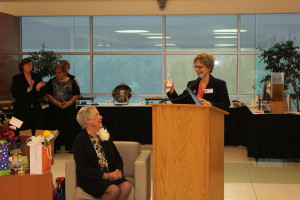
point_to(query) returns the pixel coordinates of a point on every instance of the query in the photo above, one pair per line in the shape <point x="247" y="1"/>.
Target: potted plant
<point x="283" y="57"/>
<point x="44" y="62"/>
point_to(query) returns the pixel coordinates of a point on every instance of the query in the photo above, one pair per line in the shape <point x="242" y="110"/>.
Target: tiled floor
<point x="244" y="178"/>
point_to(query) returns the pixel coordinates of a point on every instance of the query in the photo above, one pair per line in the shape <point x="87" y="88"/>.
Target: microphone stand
<point x="182" y="97"/>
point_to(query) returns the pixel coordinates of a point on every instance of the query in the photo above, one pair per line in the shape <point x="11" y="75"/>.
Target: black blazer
<point x="219" y="98"/>
<point x="25" y="102"/>
<point x="89" y="173"/>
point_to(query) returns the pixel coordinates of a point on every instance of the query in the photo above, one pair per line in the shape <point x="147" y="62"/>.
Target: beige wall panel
<point x="146" y="7"/>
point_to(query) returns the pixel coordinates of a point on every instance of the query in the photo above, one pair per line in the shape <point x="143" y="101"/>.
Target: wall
<point x="9" y="53"/>
<point x="146" y="7"/>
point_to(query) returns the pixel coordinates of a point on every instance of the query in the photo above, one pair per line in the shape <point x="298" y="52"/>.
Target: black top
<point x="25" y="102"/>
<point x="89" y="173"/>
<point x="62" y="91"/>
<point x="218" y="98"/>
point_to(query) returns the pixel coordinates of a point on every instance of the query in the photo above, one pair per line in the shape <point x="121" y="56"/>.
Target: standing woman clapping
<point x="26" y="89"/>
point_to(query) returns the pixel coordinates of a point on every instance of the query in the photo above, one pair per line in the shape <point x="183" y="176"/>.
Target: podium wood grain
<point x="188" y="152"/>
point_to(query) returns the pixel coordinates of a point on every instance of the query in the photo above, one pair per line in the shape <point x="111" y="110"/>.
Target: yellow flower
<point x="46" y="133"/>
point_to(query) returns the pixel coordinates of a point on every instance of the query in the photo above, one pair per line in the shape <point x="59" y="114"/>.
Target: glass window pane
<point x="142" y="73"/>
<point x="80" y="67"/>
<point x="252" y="72"/>
<point x="59" y="34"/>
<point x="127" y="33"/>
<point x="191" y="33"/>
<point x="180" y="69"/>
<point x="263" y="31"/>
........
EXERCISE DETAILS → Using the records above, output their complete text exactly, minus any images.

PROBLEM SOLUTION →
point_to(query) returns the pixel coordinates of a point on every instance of the query in the photo above, one pair per line in the shape <point x="247" y="1"/>.
Target: potted plant
<point x="283" y="57"/>
<point x="44" y="62"/>
point_to(query) returns the pixel coordinates of a point on every instance of the query in the photo above, one pair per line in the shape <point x="242" y="110"/>.
Target: tiled floor
<point x="244" y="178"/>
point_to(query) returns the pixel coordinates of a point on every instance of the query in the photo above, one pair per line in the shape <point x="87" y="88"/>.
Target: microphone stand
<point x="182" y="97"/>
point_to(query) returns the pixel coordinates of a point on every instance of the query in the photo above, one pair per line in the shape <point x="11" y="75"/>.
Target: black blazer
<point x="219" y="98"/>
<point x="25" y="102"/>
<point x="89" y="173"/>
point_to(query) returns the pixel coordinates of a point on every instance of the query in the photo above, one pair per line in the shape <point x="147" y="62"/>.
Target: beige wall panel
<point x="146" y="7"/>
point_to(query) returns the pixel coordinates of a point on every instance of the query in the photo above, one pair per line in the shape <point x="143" y="101"/>.
Target: wall
<point x="9" y="53"/>
<point x="146" y="7"/>
point_to(query) returns the pixel coordinates of a point on every instance of the query in the photo above, one pair per line in the shape <point x="298" y="52"/>.
Target: black top
<point x="25" y="102"/>
<point x="89" y="173"/>
<point x="62" y="91"/>
<point x="218" y="98"/>
point_to(query) returns the pixel coordinates of a point on every instance of the query in the photo above, one pair per line in the shape <point x="121" y="56"/>.
Target: standing woman clapping
<point x="26" y="89"/>
point_to(query) returns the pixel coordinates of a point on every instance of the query in the photo above, one pair per line in the shape <point x="183" y="176"/>.
Target: podium wood grain
<point x="188" y="152"/>
point_to(query) returns the pixel coordinates of a point on every instance of the query in the photo above, one pair per line in the shape <point x="111" y="110"/>.
Target: yellow flower
<point x="46" y="133"/>
point_to(query) returns the pixel coordinates of a point on every instance of the query in the photo above, one pair per line in the shape <point x="59" y="114"/>.
Target: glass window pane
<point x="142" y="73"/>
<point x="80" y="67"/>
<point x="252" y="72"/>
<point x="59" y="34"/>
<point x="127" y="33"/>
<point x="191" y="33"/>
<point x="180" y="69"/>
<point x="263" y="31"/>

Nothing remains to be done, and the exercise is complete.